## SHORT EXERCISE
Copy out the data below verbatim, from the line containing "mason jar is" through the line containing "[809,108,921,194]", inclusive.

## EXTRACTED ENTRIES
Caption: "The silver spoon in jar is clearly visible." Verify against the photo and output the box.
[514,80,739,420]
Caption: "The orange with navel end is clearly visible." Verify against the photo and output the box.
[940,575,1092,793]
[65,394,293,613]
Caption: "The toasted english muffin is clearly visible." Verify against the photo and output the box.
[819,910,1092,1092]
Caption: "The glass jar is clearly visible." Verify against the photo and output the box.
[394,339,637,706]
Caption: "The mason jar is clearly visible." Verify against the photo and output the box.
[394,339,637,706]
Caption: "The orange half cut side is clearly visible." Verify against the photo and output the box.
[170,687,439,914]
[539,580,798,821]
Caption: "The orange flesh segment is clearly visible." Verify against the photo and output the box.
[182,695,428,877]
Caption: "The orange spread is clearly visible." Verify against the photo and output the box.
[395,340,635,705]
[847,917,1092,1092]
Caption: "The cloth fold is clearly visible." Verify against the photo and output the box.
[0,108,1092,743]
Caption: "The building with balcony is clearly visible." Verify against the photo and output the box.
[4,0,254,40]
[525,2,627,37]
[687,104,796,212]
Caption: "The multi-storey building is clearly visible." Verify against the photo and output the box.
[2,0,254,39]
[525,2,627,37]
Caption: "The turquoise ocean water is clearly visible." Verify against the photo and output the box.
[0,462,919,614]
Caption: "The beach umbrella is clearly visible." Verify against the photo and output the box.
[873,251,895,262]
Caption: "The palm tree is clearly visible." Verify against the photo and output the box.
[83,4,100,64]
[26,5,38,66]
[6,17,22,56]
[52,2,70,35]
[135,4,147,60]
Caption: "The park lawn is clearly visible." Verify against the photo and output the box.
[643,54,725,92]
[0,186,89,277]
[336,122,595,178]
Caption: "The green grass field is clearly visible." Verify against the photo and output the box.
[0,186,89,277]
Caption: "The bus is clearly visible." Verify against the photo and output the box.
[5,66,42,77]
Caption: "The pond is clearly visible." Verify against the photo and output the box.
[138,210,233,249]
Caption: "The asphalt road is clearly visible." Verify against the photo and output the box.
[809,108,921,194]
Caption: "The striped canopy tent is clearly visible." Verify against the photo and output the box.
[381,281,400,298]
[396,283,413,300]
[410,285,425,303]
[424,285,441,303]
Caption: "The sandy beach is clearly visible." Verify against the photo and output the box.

## EXERCISE ANSWER
Caption: "The mason jar is clearly visible." Verify against the photo and output the box.
[394,339,637,706]
Caption: "The orange half cut side is clearly visible." Verify against the photo and output the box.
[170,687,439,914]
[539,580,798,821]
Caption: "The orange flesh segment is clearly visible." Verify against the photo and output the box.
[182,695,428,877]
Caption: "The orange spread is clearly visible." Verify against the photo and output the box.
[395,340,635,705]
[847,917,1092,1092]
Caption: "The cloth fold is clearly visible." Verify against the photo and output the box.
[0,108,1092,743]
Caption: "The building with balcony is clearly visible." Verify against the photo and output the box.
[4,0,254,40]
[525,2,627,37]
[687,104,796,212]
Caption: "The multi-storey building is clearly visible." Verify against the photo and output the box.
[2,0,254,39]
[525,2,627,37]
Caption: "The turquoise ocean water is clearly visible." Verify against the photo and output the box.
[0,462,919,614]
Caption: "The beach umbrella is clearly visible." Verify against the photo and output the box.
[873,251,895,262]
Caption: "The palm tree is clearly visible." Verify against the photo and output the box.
[83,4,100,64]
[26,5,38,66]
[6,17,22,56]
[52,2,70,35]
[135,4,147,60]
Caption: "The park lawn is clearly visible." Verify against the photo and output the box.
[643,54,725,92]
[0,186,89,277]
[336,122,595,178]
Caption: "The green grass field is clearly visible." Verify against the photo and output the box.
[0,186,89,277]
Caption: "The bus is clearly visible." Verify against the photo and output the box.
[5,66,42,77]
Caption: "The pond is clearly visible." Verify against the photo and output the box.
[138,210,233,249]
Caption: "The asphalt road is clearly visible." Verify against the photo and output the box.
[809,108,921,194]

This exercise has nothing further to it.